__GIVEN TASK__
Render every line of the rows below as a numbered list, skipping blank lines and leaving out the pictures.

__SOURCE RECORDS__

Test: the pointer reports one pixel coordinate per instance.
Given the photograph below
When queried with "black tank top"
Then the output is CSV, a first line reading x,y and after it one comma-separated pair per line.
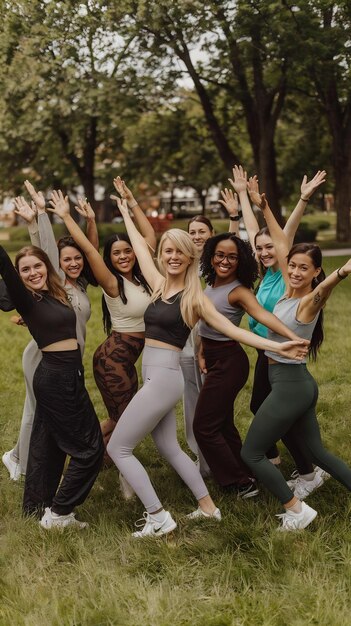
x,y
163,322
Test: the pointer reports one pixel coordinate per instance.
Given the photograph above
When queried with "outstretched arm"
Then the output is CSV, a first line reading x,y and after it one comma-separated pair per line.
x,y
141,220
239,182
231,205
307,190
140,247
85,209
278,236
104,277
290,349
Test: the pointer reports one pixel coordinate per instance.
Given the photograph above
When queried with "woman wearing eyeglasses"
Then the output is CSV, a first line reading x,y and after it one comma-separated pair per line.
x,y
230,270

__SOLUTION__
1. Test: the pointer reports one pixel coordinate per instance.
2. Given the photograph below
3. When queried with "black tank top"
4. Then the output is CSV, a first line reading x,y and after it one comma-separated pair per line.
5. x,y
6. 163,322
7. Test: the pointer reports one pixel coordinate per instance.
8. Given the photograph above
9. When queried with "outstretched arm"
10. Then the output is CSV, a first line reading x,y and after it one comma-separated pair per line.
11. x,y
12. 141,220
13. 239,182
14. 231,205
15. 307,190
16. 140,247
17. 85,209
18. 278,236
19. 104,277
20. 290,349
21. Test: the pointer reports one pixel coordinate per instance.
22. Given the photograph above
23. When queried with "woman wearing eyeglasses"
24. Then the output is CSV, a first line reading x,y and after it one comma-separated pair per line.
25. x,y
26. 230,270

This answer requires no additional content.